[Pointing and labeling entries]
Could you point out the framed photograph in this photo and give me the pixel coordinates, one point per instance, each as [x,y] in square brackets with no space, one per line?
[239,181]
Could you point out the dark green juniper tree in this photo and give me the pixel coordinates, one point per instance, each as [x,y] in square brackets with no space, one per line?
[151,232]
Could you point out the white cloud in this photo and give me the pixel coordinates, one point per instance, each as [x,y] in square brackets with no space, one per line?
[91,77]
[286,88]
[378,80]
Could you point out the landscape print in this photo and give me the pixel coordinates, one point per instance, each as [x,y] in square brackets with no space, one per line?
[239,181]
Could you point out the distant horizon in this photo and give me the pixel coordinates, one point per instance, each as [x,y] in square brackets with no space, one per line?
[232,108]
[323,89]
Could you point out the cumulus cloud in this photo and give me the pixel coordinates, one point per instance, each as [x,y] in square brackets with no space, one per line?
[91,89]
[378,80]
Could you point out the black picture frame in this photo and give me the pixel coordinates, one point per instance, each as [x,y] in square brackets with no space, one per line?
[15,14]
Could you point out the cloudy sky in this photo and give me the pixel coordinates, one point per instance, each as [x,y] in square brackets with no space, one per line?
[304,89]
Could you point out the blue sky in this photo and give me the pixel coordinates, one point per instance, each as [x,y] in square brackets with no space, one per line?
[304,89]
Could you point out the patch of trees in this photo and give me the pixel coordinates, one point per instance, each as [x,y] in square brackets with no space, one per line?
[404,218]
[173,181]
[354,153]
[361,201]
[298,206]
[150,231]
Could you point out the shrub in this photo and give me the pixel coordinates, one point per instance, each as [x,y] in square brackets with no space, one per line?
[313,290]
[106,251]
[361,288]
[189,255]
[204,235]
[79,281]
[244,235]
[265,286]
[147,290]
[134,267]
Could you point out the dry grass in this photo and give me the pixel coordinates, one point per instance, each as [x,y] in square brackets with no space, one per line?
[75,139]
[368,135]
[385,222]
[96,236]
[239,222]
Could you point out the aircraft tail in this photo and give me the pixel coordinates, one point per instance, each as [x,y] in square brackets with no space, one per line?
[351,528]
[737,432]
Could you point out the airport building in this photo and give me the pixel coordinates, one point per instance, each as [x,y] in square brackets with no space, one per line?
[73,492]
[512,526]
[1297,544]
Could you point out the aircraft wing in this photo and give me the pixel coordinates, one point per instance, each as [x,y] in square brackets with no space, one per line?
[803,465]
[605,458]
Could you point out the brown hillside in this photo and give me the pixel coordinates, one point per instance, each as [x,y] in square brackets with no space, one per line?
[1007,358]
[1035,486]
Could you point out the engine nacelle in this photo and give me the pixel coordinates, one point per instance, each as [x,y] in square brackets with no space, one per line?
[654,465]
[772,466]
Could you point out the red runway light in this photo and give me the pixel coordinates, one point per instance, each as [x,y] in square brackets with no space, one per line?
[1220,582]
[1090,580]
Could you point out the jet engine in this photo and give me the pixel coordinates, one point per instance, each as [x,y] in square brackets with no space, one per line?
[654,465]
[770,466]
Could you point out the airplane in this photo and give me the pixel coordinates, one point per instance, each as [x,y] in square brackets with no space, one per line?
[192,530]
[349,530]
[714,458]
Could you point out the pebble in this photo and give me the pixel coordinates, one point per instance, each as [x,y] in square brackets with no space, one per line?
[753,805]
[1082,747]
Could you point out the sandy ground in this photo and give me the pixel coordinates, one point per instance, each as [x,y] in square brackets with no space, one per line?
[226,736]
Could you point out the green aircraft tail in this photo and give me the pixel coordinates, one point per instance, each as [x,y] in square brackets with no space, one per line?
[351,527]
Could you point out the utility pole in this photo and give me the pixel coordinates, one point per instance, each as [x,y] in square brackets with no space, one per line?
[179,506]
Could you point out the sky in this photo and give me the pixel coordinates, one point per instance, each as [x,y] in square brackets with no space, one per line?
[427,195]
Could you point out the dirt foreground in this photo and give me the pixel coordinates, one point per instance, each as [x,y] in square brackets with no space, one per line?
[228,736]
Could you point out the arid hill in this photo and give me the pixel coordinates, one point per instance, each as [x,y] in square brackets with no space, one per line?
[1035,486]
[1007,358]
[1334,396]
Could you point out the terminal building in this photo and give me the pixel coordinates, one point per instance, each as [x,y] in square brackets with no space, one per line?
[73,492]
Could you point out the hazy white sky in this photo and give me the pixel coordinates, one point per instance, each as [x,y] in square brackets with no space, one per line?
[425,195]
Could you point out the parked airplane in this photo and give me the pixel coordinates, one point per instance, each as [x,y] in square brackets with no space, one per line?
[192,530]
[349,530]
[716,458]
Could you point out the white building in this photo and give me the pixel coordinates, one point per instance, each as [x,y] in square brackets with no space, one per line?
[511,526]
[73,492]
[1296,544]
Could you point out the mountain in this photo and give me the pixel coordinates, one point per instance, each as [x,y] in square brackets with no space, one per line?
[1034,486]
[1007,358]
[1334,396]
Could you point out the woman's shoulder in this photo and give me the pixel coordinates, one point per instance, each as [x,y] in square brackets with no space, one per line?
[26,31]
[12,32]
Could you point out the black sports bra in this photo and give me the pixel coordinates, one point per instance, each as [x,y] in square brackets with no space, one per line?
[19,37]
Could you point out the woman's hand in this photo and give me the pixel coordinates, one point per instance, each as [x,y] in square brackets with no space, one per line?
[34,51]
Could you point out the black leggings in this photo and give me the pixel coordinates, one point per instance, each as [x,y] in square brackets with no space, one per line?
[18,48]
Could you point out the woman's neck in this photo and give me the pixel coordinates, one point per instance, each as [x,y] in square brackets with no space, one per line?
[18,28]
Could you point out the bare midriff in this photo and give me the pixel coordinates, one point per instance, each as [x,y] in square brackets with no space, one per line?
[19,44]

__Objective__.
In the records above, find the line containing "Could you point out the woman's hand"; please retype it and every line after it through the last line, exactly and with nothing else.

__Answer__.
Could you point out the woman's hand in this photo and give me the pixel coordinates, one point per instance, each as [x,y] in square brackets with no space, one per line?
[34,51]
Could you point out the black leggings in this photo and give me the pixel coordinates, one point per instance, each as [x,y] in square brackets with no space, one per line?
[18,48]
Could you point out the woman's neck in this photo and give me the pixel coordinates, one point per instance, each as [x,y] in square brackets with no space, one per line?
[18,28]
Could you point out the bare midriff in this photo and give me the pixel coordinates, one point per instance, each as [x,y] in square brackets with no space, one per line?
[19,44]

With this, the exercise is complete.